## What needs to be done
Your answer should restate each line of the data below word for word.

╭─ Data provided

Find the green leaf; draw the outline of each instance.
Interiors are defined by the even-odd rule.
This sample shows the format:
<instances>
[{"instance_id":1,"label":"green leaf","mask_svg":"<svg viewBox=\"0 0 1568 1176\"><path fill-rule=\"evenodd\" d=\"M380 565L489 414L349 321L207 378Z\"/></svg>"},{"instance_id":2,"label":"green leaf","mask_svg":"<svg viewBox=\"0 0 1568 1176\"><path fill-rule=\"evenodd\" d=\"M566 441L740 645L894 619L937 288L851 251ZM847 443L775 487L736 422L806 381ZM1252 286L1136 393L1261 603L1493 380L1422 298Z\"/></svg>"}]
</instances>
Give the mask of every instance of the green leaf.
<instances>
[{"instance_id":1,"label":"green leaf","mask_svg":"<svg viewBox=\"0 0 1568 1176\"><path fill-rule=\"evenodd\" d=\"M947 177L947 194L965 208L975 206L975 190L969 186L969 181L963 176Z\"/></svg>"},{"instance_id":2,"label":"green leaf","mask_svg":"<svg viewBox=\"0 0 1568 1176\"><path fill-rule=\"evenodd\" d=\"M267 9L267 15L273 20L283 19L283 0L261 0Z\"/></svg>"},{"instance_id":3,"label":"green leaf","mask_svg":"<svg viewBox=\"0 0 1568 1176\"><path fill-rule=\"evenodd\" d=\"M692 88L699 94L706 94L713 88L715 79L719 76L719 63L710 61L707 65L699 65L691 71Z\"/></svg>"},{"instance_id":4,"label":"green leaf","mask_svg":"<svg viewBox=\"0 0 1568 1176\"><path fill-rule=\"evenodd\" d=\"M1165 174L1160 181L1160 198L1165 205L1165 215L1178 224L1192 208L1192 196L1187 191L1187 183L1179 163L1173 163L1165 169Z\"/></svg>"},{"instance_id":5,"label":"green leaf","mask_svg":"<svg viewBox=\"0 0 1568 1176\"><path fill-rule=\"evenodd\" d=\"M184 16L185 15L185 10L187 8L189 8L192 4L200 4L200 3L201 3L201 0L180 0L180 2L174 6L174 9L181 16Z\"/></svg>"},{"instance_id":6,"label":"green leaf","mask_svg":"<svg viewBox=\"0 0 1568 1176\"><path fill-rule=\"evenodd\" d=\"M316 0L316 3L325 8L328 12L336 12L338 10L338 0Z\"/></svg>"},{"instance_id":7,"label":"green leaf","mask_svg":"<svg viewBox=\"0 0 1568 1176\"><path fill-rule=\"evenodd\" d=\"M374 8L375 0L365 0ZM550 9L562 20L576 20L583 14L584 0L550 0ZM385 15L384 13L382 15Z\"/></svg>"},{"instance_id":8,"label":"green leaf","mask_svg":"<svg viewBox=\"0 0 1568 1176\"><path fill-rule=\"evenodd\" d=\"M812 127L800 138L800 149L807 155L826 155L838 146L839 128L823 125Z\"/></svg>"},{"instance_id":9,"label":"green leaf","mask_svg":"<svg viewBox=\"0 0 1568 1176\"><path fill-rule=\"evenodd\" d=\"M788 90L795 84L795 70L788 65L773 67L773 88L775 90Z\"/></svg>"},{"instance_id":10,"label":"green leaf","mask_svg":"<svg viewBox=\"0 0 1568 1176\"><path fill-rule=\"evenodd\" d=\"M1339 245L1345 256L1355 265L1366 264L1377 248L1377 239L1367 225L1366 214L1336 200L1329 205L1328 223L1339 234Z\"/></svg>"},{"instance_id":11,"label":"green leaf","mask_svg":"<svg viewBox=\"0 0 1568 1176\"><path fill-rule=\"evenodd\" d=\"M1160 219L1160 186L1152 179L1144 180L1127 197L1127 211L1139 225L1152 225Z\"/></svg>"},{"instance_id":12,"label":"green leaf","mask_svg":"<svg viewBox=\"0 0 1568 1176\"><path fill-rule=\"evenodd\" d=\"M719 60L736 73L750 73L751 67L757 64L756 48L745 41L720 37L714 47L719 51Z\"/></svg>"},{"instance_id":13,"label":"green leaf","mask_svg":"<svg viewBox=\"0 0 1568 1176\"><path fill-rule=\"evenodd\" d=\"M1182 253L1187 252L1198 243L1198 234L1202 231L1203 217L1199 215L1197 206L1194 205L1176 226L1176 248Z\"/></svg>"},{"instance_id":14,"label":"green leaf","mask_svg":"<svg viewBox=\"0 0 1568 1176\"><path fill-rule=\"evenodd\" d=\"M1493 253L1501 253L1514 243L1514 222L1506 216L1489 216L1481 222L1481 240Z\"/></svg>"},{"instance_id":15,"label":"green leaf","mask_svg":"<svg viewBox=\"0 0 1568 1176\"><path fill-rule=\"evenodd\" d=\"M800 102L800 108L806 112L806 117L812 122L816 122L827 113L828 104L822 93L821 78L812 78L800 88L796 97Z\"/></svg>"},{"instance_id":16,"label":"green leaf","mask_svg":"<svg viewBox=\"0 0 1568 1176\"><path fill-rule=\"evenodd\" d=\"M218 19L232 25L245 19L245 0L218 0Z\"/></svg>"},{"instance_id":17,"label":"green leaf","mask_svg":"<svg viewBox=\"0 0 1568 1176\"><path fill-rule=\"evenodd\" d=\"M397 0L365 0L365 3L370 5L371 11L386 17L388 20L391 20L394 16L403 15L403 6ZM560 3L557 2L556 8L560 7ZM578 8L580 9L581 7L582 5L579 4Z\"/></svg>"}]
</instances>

╰─

## Output for this task
Find the green leaf; draw the outline of each instance.
Interiors are defined by the even-odd rule.
This sample shows the format:
<instances>
[{"instance_id":1,"label":"green leaf","mask_svg":"<svg viewBox=\"0 0 1568 1176\"><path fill-rule=\"evenodd\" d=\"M380 565L489 414L349 321L207 378Z\"/></svg>"},{"instance_id":2,"label":"green leaf","mask_svg":"<svg viewBox=\"0 0 1568 1176\"><path fill-rule=\"evenodd\" d=\"M566 441L740 645L894 619L937 288L851 251ZM847 443L775 487L736 422L806 381ZM1252 286L1136 393L1261 603L1493 380L1422 298Z\"/></svg>"}]
</instances>
Give the mask of every instance of the green leaf.
<instances>
[{"instance_id":1,"label":"green leaf","mask_svg":"<svg viewBox=\"0 0 1568 1176\"><path fill-rule=\"evenodd\" d=\"M947 177L947 194L965 208L975 206L975 190L969 186L969 181L963 176Z\"/></svg>"},{"instance_id":2,"label":"green leaf","mask_svg":"<svg viewBox=\"0 0 1568 1176\"><path fill-rule=\"evenodd\" d=\"M267 9L267 15L273 20L283 19L283 0L261 0Z\"/></svg>"},{"instance_id":3,"label":"green leaf","mask_svg":"<svg viewBox=\"0 0 1568 1176\"><path fill-rule=\"evenodd\" d=\"M692 88L699 94L706 94L713 88L715 79L719 76L719 63L710 61L707 65L699 65L691 71Z\"/></svg>"},{"instance_id":4,"label":"green leaf","mask_svg":"<svg viewBox=\"0 0 1568 1176\"><path fill-rule=\"evenodd\" d=\"M1165 174L1160 181L1160 198L1165 205L1165 215L1178 224L1192 208L1192 196L1187 191L1187 183L1179 163L1173 163L1165 169Z\"/></svg>"},{"instance_id":5,"label":"green leaf","mask_svg":"<svg viewBox=\"0 0 1568 1176\"><path fill-rule=\"evenodd\" d=\"M184 16L185 15L185 10L187 8L189 8L192 4L200 4L200 3L201 3L201 0L180 0L180 2L174 6L174 9L181 16Z\"/></svg>"},{"instance_id":6,"label":"green leaf","mask_svg":"<svg viewBox=\"0 0 1568 1176\"><path fill-rule=\"evenodd\" d=\"M316 0L316 3L325 8L328 12L336 12L338 10L338 0Z\"/></svg>"},{"instance_id":7,"label":"green leaf","mask_svg":"<svg viewBox=\"0 0 1568 1176\"><path fill-rule=\"evenodd\" d=\"M374 8L375 0L365 0ZM550 9L562 20L576 20L583 14L584 0L550 0ZM385 15L384 13L382 15Z\"/></svg>"},{"instance_id":8,"label":"green leaf","mask_svg":"<svg viewBox=\"0 0 1568 1176\"><path fill-rule=\"evenodd\" d=\"M812 127L800 138L800 149L807 155L826 155L838 146L839 128L823 125Z\"/></svg>"},{"instance_id":9,"label":"green leaf","mask_svg":"<svg viewBox=\"0 0 1568 1176\"><path fill-rule=\"evenodd\" d=\"M788 90L795 84L795 70L788 65L773 67L773 88L775 90Z\"/></svg>"},{"instance_id":10,"label":"green leaf","mask_svg":"<svg viewBox=\"0 0 1568 1176\"><path fill-rule=\"evenodd\" d=\"M1339 245L1345 256L1355 265L1366 264L1377 248L1377 239L1367 225L1366 214L1336 200L1329 205L1328 223L1339 234Z\"/></svg>"},{"instance_id":11,"label":"green leaf","mask_svg":"<svg viewBox=\"0 0 1568 1176\"><path fill-rule=\"evenodd\" d=\"M1160 219L1160 186L1152 179L1144 180L1127 197L1127 211L1139 225L1152 225Z\"/></svg>"},{"instance_id":12,"label":"green leaf","mask_svg":"<svg viewBox=\"0 0 1568 1176\"><path fill-rule=\"evenodd\" d=\"M719 60L736 73L750 73L751 67L757 64L756 48L745 41L720 37L714 47L719 51Z\"/></svg>"},{"instance_id":13,"label":"green leaf","mask_svg":"<svg viewBox=\"0 0 1568 1176\"><path fill-rule=\"evenodd\" d=\"M1182 253L1187 252L1198 243L1198 234L1202 231L1203 217L1199 215L1197 206L1194 205L1176 226L1176 248Z\"/></svg>"},{"instance_id":14,"label":"green leaf","mask_svg":"<svg viewBox=\"0 0 1568 1176\"><path fill-rule=\"evenodd\" d=\"M1493 253L1501 253L1514 243L1514 222L1506 216L1489 216L1481 222L1481 240Z\"/></svg>"},{"instance_id":15,"label":"green leaf","mask_svg":"<svg viewBox=\"0 0 1568 1176\"><path fill-rule=\"evenodd\" d=\"M800 102L800 108L806 112L806 117L812 122L816 122L827 113L828 104L822 93L821 78L812 78L800 88L796 97Z\"/></svg>"},{"instance_id":16,"label":"green leaf","mask_svg":"<svg viewBox=\"0 0 1568 1176\"><path fill-rule=\"evenodd\" d=\"M218 19L232 25L245 19L245 0L218 0Z\"/></svg>"},{"instance_id":17,"label":"green leaf","mask_svg":"<svg viewBox=\"0 0 1568 1176\"><path fill-rule=\"evenodd\" d=\"M397 0L365 0L365 3L370 5L371 11L386 17L388 20L391 20L394 16L403 15L403 6ZM560 3L557 2L556 8L560 7ZM578 8L580 9L581 7L582 5L579 4Z\"/></svg>"}]
</instances>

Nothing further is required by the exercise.